• **Exercise aim**: Rewrite the records from the line containing "One point goes on each instance of the hand" through the end of the records, including the requests. Multiply every x and y coordinate in the answer points by 1.8 and round to whole numbers, halves up, but leave the sample coordinates in the requests unchanged.

** Begin **

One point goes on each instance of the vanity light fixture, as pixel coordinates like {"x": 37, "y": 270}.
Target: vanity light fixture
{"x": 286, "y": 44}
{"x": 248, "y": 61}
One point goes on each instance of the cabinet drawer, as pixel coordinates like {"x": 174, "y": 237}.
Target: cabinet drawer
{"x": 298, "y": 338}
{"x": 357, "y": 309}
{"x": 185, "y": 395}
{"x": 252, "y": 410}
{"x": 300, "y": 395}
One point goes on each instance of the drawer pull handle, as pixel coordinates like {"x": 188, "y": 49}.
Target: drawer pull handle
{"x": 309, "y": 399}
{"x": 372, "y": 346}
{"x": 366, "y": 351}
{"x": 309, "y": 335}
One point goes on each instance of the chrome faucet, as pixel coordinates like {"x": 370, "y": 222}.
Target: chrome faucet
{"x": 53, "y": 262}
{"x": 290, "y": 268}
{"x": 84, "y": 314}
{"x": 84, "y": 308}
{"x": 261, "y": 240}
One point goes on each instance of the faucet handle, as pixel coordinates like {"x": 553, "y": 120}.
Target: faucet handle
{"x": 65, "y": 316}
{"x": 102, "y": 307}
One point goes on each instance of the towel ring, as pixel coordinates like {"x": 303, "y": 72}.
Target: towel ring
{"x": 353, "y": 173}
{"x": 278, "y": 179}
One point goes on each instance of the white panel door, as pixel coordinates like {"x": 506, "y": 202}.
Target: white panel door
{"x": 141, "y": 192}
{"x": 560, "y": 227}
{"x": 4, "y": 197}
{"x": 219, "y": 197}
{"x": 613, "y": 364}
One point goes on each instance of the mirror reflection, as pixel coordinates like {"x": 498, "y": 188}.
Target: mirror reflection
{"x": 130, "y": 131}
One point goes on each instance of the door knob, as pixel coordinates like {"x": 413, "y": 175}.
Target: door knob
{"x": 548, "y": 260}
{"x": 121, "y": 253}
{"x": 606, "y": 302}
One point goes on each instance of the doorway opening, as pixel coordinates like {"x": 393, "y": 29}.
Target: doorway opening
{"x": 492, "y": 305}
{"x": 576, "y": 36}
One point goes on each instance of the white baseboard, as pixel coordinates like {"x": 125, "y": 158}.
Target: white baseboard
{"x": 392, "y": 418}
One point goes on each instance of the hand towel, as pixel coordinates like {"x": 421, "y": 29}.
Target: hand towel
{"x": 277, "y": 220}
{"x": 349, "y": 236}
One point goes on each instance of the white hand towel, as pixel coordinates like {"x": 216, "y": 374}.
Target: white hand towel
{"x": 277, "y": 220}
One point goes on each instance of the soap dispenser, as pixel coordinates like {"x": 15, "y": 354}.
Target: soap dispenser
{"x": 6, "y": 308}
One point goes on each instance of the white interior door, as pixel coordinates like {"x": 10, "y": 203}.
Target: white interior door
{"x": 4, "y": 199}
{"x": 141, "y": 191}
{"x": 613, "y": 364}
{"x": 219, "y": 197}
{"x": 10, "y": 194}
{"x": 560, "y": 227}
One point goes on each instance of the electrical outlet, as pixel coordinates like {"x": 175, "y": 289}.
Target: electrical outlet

** End **

• **Written answer**:
One point goes on each instance of the hand towel, as pixel coordinates like {"x": 421, "y": 29}.
Target: hand towel
{"x": 499, "y": 396}
{"x": 628, "y": 425}
One point goes on each instance of the white hand towel, as pixel coordinates like {"x": 216, "y": 374}.
Target: white hand towel
{"x": 499, "y": 396}
One point goes on each instance of the soap dispenser, as pixel coordinates like {"x": 15, "y": 354}.
Target: soap dispenser
{"x": 11, "y": 554}
One point goes on each instance of the white interior door, as pixel coordinates like {"x": 10, "y": 203}.
Target: white interior door
{"x": 7, "y": 358}
{"x": 254, "y": 344}
{"x": 1103, "y": 655}
{"x": 394, "y": 355}
{"x": 18, "y": 349}
{"x": 1008, "y": 409}
One point goes on each instance of the electrical outlet, as pixel coordinates like {"x": 175, "y": 289}.
Target: electrical outlet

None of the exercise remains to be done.